● **Short problem 1**
In the piece on shark attacks and media bias, condense the paragraph that opens "Do you know the odds of being attacked by a shark?" into two sentences, keeping its main facts.
● **Short problem 2**
Set down a passage of the piece on shark attacks and media bias word for word, beginning at the words "Let’s talk about" and stopping after "facts state otherwise.".
● **Short problem 3**
Take the piece on shark attacks and media bias further, writing on from its final sentence.

● **Page excerpt**
╔══

Let’s talk about shark attacks
Do you know the odds of being attacked by a shark? They’re around 1 in 4 million — but you wouldn’t know that when the occasional shark attack does pop up. Suddenly, everywhere you look, the news is talking about shark attacks. This creates a cognitive bias that makes us think that shark attacks are more common than they are — and makes you resistant when facts state otherwise.
The same thing happens with rape. Stories of convicted rapists don’t really make the news — and not just because they rarely get convicted (for every 1,000 rapes, 994 will go unpunished.¹ Think about that for a moment). When we think about rape victims in the news, we think about the now discredited and retracted Rolling Stone article about a fraternity gang rape. We remember the three lacrosse players from Duke University, falsely accused. And when a victim does come forward, that same cognitive bias that makes us believe shark attacks are common make us believe that false cries of rape are common, too, despite statistics. Why? Because those are the stories that make the news and therefore are the ones that find permanence in our memories.

╚══

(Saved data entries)

╔══

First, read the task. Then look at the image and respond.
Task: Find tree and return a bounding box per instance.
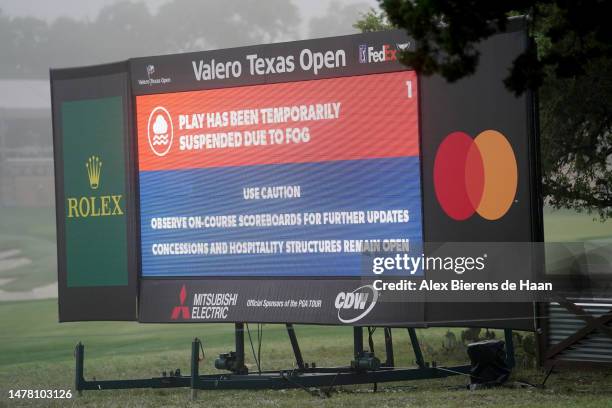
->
[356,0,612,220]
[353,8,393,33]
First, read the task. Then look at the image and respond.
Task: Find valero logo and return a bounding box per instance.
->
[170,285,189,320]
[434,130,518,221]
[147,106,174,157]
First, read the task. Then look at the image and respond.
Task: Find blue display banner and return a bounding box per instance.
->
[140,157,422,277]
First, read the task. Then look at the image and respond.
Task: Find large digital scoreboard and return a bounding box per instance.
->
[51,23,541,330]
[136,71,422,277]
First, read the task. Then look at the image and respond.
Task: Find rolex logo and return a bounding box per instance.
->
[85,156,102,190]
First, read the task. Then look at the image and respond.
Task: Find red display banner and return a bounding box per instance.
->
[136,71,419,170]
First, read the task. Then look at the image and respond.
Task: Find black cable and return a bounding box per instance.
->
[368,326,376,354]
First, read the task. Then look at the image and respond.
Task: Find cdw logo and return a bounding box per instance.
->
[334,285,378,323]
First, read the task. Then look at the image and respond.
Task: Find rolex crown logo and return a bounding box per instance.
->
[85,156,102,190]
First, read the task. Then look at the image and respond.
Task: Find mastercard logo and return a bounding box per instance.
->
[434,130,518,221]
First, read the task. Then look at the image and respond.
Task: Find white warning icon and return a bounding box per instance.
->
[147,106,174,157]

╚══

● **Exercise answer 1**
The odds of a shark attack are about 1 in 4 million, yet whenever one occurs, the news covers it everywhere. This produces a cognitive bias that makes people think shark attacks are more common than they are and makes them resist facts that say otherwise.

● **Exercise answer 2**
Let’s talk about shark attacks
Do you know the odds of being attacked by a shark? They’re around 1 in 4 million — but you wouldn’t know that when the occasional shark attack does pop up. Suddenly, everywhere you look, the news is talking about shark attacks. This creates a cognitive bias that makes us think that shark attacks are more common than they are — and makes you resistant when facts state otherwise.

● **Exercise answer 3**
1 in 4 million will experience a shark attack. 1 in 6 women will experience rape or attempted rape. Only 2-8% of rape accusations turn out to be false according to the National Sexual Violence Research Center.
Surviving as a victim
I attended Christendom College, in Front Royal, VA, from 2008 – 2012. I liked it because it was small and Catholic and my oldest brother was there too. In 2009, I started dating a classmate of mine. Five days later, on October 2, 2009, he raped me in a car on Skyline Drive. He wasn’t expelled for his crime but he finally did drop out of college just before the end of the fall semester in 2011, just over 2 years later.
I sat in class with my rapist. I took exams with my rapist. I walked by his dorm every day, multiple times a day.Today, I have depression, anxiety, PTSD, as well as suffering the natural, physiological response to rape, which has become so common that they’ve given it a name: rape trauma syndrome. Today, I remind myself to breathe when someone hugs me. Today, I often scream in the middle of the night because most nights my dreams are bad. I am grateful that I no longer see my rapist’s face in my sleep but sometimes my brain replaces him with the faces of other men I know.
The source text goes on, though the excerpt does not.